* _PROBLEM TO SOLVE_:
Lift every line of the listing below and reproduce each one unchanged, from the first line to the last.

* _LISTING_:

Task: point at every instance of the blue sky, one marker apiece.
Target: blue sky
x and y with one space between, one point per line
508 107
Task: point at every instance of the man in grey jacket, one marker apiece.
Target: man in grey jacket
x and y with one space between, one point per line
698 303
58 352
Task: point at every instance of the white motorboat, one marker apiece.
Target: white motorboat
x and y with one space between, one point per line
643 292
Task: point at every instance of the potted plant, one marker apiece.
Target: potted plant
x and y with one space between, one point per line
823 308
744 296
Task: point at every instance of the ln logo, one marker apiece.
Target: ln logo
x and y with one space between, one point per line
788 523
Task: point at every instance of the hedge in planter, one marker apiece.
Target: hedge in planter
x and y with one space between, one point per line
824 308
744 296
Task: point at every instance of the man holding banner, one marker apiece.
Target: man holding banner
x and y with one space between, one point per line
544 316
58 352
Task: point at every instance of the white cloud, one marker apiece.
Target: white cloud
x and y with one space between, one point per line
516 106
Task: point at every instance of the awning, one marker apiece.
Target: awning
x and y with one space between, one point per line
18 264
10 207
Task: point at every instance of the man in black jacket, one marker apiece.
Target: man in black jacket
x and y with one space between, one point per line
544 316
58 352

* _SOLUTION TO THE EXERCISE_:
Task: point at every instance of the blue sky, one marker apiece.
Target: blue sky
x and y with one space between, one point per line
508 107
Task: point at every instance of the man in grey jacket, one marker apiece.
Target: man in grey jacket
x and y with one space between, one point per line
698 303
58 352
Task: point at every instance of the white motorboat, one marker apiece.
Target: white motorboat
x and y with one space between, one point per line
643 292
Task: point at every instance of the potted plant, one marker apiece.
Target: potted plant
x and y with one space between, one point per line
823 308
744 296
Task: point at every instance of the ln logo, one marker apiece.
Target: ln logo
x and y with one space between, one point per line
788 523
Task: point at every instance of the hedge in planter, one marker apiece.
Target: hedge in planter
x and y with one space between, one point per line
824 308
744 296
Task: point at every instance of the man holding banner, one marker apiece.
Target: man holding banner
x and y with one space between, one point per line
544 316
58 352
Task: point at every instance of the white cloud, one marker apiece.
Target: white cloud
x and y with one space between, one point per line
516 106
Task: point at every instance of the awning, one marker apiece.
Target: awning
x and y with one space between, one point per line
18 264
10 207
Task: point at every instance of the man in black jacket, one marker apiece.
Target: man in black jacket
x and y with one space between, one point per line
544 316
58 352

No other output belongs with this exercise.